** WHAT NEEDS TO BE DONE **
Could you write out the records below again, switching "Target" to "Object" wherever it appears, with nothing else changed and the pictures left out?

Segmentation annotation records:
========================================

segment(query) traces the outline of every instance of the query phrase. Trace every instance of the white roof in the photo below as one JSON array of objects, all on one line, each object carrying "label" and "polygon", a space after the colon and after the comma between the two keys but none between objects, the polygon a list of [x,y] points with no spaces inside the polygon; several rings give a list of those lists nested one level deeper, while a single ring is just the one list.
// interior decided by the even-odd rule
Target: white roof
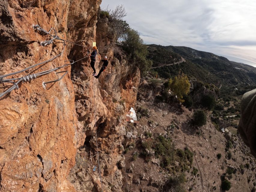
[{"label": "white roof", "polygon": [[137,121],[137,116],[136,115],[135,111],[132,107],[131,107],[129,112],[128,112],[128,114],[126,115],[126,116],[132,118],[134,121]]}]

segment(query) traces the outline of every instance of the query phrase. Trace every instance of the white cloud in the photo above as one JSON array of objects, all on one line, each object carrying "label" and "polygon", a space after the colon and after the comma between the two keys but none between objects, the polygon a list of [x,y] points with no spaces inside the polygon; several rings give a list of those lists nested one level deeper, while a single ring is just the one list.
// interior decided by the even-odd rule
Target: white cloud
[{"label": "white cloud", "polygon": [[[235,2],[236,1],[237,2]],[[103,0],[123,4],[145,43],[186,46],[256,63],[254,0]]]}]

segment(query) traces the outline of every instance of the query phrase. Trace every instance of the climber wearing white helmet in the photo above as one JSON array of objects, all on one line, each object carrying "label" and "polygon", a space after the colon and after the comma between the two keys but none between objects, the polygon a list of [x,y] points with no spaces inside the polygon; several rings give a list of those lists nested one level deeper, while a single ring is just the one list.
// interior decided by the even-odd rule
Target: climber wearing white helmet
[{"label": "climber wearing white helmet", "polygon": [[99,78],[99,77],[100,76],[100,75],[101,75],[101,72],[105,70],[106,69],[106,68],[107,66],[107,65],[108,64],[108,61],[107,60],[107,56],[104,57],[104,59],[102,59],[101,61],[102,61],[103,62],[103,64],[102,65],[102,66],[101,67],[101,70],[100,70],[100,71],[99,72],[99,73],[98,74],[98,75],[94,76],[95,78],[97,79]]}]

========================================

** SOLUTION **
segment(query) traces the outline of every instance of the query phrase. Trace every instance of the white roof in the photo below as one JSON array of objects, all on one line, each object carrying "label" and "polygon", a space after the colon and after the comma between the two keys but none between objects, the polygon a list of [x,y] points with no spaces inside the polygon; several rings give a list of those lists nested one level deeper, while a single ring is just the one list.
// interior decided by the even-odd rule
Object: white roof
[{"label": "white roof", "polygon": [[137,121],[137,116],[136,115],[135,111],[132,107],[131,107],[129,112],[128,112],[128,114],[126,115],[126,116],[132,118],[134,121]]}]

segment(query) traces the outline of every instance of the query phrase. Trace every instance of the white cloud in the photo above as one JSON array of objects, all on one line, each object carrying "label" and "polygon", a space after the colon and after the comma between the two keys but none between objects, the polygon a list of [x,y] points with no spaces inside the polygon; several rings give a list of those lists nested one level deeper, while a single ring is just the one list.
// interior decided by the even-odd rule
Object: white cloud
[{"label": "white cloud", "polygon": [[[235,2],[236,1],[237,2]],[[103,0],[123,4],[145,43],[186,46],[256,63],[254,0]]]}]

segment(query) traces the outline of every instance of the query phrase. Trace every instance of the climber wearing white helmet in the photo above as one JSON array of objects, all on one line, each object carrying "label" and "polygon", a space after the colon and after the comma between the two keys but none between objects, the polygon a list of [x,y] points with no spaces inside the polygon; several rings give a list of those lists nested one level deeper, while a single ring is just the one list.
// interior decided by the even-odd rule
Object: climber wearing white helmet
[{"label": "climber wearing white helmet", "polygon": [[99,78],[99,77],[100,76],[100,75],[101,75],[101,72],[105,70],[106,69],[106,68],[107,66],[107,65],[108,64],[108,61],[107,60],[107,56],[104,57],[104,59],[102,59],[101,61],[102,61],[103,62],[103,64],[102,65],[102,66],[101,67],[101,70],[100,70],[100,71],[99,72],[99,73],[98,74],[98,75],[94,76],[95,78],[97,79]]}]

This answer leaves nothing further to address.